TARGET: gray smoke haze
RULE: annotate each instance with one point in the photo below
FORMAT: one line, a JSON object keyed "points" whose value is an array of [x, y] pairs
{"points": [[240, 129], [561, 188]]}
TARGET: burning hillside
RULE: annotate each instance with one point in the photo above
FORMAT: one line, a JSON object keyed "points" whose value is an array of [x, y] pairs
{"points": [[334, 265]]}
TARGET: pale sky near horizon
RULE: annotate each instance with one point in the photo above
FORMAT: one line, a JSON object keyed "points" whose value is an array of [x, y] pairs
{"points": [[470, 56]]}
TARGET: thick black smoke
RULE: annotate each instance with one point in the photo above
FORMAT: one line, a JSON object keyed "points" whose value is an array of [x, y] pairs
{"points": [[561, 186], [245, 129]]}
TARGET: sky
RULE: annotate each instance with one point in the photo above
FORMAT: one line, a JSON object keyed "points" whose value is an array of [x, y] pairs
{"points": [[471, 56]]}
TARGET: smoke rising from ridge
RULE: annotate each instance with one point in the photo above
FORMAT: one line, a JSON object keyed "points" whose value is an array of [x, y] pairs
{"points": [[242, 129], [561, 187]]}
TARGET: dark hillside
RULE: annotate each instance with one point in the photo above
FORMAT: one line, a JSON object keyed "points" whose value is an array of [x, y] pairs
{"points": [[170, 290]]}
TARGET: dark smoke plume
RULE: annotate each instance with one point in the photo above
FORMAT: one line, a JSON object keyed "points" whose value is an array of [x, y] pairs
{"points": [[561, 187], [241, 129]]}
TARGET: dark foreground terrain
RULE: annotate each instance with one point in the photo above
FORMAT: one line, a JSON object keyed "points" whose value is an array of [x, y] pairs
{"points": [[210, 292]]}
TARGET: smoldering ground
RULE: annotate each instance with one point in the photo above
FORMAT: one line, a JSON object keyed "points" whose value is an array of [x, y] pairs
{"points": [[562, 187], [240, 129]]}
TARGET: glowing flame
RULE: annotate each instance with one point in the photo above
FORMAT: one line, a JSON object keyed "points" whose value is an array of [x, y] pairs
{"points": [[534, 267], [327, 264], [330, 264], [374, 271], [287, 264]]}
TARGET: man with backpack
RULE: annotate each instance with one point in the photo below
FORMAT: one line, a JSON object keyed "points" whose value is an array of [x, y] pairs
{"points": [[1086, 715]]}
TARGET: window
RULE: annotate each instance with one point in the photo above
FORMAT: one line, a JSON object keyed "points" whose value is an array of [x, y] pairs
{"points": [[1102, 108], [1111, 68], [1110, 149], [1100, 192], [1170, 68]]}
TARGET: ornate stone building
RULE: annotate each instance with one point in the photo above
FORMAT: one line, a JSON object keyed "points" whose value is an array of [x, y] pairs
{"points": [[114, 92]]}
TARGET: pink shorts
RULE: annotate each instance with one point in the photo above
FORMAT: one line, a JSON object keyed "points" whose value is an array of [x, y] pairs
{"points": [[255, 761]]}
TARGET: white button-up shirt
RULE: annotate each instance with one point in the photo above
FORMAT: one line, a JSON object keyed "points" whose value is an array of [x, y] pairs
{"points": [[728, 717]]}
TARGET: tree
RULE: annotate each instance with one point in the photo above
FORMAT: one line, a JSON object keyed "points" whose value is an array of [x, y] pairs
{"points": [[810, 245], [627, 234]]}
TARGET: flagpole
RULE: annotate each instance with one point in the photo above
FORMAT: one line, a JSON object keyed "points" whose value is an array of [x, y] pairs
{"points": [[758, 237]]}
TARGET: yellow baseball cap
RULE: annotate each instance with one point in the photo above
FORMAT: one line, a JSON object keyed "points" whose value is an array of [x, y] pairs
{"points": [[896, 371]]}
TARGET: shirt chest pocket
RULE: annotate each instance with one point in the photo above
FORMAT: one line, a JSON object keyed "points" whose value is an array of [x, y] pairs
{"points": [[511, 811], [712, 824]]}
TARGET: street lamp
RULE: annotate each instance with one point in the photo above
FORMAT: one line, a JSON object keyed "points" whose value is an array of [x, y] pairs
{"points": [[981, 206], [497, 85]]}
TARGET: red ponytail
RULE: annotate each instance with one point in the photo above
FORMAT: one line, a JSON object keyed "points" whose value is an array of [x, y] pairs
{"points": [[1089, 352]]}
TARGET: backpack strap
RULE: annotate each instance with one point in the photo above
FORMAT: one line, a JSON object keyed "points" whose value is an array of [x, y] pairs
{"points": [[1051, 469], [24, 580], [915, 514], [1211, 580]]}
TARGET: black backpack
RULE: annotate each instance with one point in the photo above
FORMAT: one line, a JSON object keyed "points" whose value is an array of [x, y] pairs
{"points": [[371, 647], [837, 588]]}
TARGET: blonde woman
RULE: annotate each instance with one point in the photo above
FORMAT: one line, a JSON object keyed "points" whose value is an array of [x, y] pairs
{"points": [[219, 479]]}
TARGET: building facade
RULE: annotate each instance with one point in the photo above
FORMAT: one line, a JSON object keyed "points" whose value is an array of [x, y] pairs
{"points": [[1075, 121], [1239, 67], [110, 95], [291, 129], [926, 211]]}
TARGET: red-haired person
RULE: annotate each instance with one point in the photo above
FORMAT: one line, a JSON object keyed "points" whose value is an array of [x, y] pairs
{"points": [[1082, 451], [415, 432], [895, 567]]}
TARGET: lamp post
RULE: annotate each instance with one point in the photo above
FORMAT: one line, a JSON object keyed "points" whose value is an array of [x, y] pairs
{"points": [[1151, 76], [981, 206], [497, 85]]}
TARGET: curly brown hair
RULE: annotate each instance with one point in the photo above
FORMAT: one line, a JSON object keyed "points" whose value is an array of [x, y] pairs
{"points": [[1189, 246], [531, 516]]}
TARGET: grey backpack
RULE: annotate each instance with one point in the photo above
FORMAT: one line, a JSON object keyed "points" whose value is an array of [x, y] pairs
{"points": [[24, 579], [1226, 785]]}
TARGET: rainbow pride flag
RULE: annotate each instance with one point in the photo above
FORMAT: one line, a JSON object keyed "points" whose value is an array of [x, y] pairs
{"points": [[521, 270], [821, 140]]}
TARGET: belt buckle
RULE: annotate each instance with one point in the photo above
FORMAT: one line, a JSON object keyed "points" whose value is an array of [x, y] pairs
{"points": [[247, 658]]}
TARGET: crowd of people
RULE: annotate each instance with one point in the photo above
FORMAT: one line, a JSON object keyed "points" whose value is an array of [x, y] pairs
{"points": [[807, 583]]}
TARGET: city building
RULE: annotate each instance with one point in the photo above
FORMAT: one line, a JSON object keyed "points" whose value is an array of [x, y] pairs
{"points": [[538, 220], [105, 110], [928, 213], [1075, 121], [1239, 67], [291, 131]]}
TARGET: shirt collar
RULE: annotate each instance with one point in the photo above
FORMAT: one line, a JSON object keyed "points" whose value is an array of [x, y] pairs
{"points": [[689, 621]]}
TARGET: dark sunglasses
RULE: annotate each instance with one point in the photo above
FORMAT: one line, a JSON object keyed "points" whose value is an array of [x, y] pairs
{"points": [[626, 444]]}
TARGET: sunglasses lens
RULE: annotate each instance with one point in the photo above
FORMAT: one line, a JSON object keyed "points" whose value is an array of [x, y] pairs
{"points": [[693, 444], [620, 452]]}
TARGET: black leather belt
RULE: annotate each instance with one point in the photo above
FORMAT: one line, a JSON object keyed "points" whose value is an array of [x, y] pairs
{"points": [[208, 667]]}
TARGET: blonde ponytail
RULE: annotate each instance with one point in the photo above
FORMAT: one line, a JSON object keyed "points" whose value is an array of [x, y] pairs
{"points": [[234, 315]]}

+++++

_Work to be completed_
Determine how many lines in the listing hold the word "sunglasses". Give only that figure.

_Solution_
2